==== EXERCISE INPUTS

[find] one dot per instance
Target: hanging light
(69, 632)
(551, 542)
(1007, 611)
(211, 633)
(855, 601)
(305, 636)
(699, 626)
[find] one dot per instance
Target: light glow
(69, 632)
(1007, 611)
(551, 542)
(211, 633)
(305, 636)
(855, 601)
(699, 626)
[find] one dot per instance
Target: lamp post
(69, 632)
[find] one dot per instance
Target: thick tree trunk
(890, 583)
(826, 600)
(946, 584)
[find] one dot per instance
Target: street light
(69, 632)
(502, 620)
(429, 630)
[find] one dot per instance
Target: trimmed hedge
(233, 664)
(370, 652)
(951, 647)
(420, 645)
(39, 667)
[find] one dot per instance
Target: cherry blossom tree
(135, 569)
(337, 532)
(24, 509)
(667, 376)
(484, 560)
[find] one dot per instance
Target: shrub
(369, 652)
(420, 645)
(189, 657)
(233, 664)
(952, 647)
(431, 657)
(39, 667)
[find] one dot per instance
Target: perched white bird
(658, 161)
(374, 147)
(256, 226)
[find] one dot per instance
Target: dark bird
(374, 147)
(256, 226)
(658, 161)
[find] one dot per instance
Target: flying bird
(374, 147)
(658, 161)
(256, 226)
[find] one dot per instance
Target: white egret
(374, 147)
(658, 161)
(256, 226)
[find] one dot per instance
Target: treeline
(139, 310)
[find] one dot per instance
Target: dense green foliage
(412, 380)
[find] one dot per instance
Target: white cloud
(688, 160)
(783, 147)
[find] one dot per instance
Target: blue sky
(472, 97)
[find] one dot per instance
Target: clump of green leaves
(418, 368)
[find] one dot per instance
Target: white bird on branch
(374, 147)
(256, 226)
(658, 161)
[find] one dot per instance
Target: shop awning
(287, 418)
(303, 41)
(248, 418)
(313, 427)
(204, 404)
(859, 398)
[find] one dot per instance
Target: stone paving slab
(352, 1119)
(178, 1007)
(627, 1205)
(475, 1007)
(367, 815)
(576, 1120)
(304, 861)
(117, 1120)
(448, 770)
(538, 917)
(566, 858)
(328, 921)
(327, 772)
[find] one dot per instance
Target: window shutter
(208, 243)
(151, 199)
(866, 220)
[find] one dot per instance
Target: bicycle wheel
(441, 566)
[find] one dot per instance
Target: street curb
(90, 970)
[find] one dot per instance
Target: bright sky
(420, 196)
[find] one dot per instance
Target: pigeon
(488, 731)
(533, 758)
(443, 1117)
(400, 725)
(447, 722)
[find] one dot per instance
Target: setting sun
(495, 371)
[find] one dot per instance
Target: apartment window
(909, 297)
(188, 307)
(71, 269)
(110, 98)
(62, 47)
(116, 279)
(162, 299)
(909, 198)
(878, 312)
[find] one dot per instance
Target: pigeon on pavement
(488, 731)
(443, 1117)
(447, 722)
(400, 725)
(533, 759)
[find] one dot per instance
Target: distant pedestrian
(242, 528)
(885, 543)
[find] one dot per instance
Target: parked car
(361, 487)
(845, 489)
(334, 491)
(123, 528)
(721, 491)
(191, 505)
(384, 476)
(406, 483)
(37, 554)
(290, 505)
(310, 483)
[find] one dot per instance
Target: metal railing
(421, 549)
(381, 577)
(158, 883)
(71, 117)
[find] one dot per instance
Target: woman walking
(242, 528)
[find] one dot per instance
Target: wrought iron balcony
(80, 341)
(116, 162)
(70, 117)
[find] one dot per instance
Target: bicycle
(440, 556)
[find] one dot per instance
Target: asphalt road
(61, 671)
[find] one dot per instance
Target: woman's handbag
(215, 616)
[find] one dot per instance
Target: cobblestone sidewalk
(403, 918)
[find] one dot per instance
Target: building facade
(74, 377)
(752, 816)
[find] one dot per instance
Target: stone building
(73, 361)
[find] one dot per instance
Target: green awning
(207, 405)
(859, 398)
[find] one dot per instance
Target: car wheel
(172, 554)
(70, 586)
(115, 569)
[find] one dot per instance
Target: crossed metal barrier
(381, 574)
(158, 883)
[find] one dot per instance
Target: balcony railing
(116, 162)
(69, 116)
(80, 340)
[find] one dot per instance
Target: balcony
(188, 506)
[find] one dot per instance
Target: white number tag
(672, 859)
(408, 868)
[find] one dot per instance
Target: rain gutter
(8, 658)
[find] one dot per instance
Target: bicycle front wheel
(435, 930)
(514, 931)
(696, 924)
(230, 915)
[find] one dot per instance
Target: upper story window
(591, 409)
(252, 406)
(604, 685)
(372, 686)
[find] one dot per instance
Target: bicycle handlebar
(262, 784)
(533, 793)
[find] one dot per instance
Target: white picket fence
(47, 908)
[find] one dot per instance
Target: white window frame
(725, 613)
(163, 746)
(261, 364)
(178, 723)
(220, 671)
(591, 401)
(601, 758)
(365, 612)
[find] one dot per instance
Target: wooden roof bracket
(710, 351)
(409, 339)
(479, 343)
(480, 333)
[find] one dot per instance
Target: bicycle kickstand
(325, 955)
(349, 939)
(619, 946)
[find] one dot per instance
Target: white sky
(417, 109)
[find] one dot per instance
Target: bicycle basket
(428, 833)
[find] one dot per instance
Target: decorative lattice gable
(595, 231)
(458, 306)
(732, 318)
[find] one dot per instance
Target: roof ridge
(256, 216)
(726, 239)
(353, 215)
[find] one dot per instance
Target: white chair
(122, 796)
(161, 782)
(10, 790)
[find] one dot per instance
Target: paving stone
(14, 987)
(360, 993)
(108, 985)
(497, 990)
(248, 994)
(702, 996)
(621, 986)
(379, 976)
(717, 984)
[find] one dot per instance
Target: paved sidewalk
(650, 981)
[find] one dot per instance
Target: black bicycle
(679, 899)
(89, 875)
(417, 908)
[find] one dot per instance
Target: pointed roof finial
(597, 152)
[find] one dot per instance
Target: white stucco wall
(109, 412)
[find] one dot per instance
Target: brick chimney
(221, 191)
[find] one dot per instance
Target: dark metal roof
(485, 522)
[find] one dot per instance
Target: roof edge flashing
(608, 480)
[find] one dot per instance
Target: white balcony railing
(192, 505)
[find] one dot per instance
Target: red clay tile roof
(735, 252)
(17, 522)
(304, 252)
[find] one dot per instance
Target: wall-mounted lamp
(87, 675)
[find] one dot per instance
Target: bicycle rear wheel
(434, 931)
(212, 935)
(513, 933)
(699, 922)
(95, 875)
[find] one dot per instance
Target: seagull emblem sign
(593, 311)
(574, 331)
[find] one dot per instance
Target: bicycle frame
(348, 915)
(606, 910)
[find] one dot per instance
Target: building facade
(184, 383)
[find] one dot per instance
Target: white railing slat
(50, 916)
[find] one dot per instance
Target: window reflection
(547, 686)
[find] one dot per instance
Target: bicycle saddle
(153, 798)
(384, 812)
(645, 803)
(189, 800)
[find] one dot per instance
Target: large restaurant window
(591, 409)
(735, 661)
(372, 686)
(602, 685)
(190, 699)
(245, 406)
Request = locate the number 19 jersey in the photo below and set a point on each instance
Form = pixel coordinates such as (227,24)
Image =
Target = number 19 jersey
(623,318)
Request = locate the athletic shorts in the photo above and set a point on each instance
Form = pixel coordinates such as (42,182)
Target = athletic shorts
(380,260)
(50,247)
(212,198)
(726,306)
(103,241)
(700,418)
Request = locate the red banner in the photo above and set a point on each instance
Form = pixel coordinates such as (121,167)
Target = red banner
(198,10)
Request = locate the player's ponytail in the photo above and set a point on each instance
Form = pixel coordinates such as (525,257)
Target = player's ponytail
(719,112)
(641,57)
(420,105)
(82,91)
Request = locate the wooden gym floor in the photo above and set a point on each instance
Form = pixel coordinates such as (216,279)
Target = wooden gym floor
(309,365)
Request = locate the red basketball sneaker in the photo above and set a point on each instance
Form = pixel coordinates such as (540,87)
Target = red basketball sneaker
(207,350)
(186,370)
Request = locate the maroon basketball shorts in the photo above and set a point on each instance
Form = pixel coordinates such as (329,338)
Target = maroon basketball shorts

========

## PROBLEM STATEMENT:
Return the lines beginning at the one that contains "Request = locate the player's" and continuing through the last line of the data, exactly as they stand and without any others.

## EXERCISE ANSWER:
Request = locate the player's ponytail in the photo above and set a point on each instance
Form = pixel coordinates such as (525,257)
Target = player's ponytail
(719,112)
(641,57)
(420,105)
(82,91)
Request = locate the wooden gym floor in the photo above and set a point on each instance
Form = pixel coordinates such as (216,279)
Target = wooden gym floor
(309,365)
Request = locate the red basketball sneaker in the photo above and set a point on each instance
Form = pixel coordinates such as (540,87)
Target = red basketball sneaker
(207,350)
(186,370)
Request = locate the maroon basketball shorts in the photo above and set a point on each instance
Form = pixel coordinates such as (329,338)
Target = maroon basketball shorts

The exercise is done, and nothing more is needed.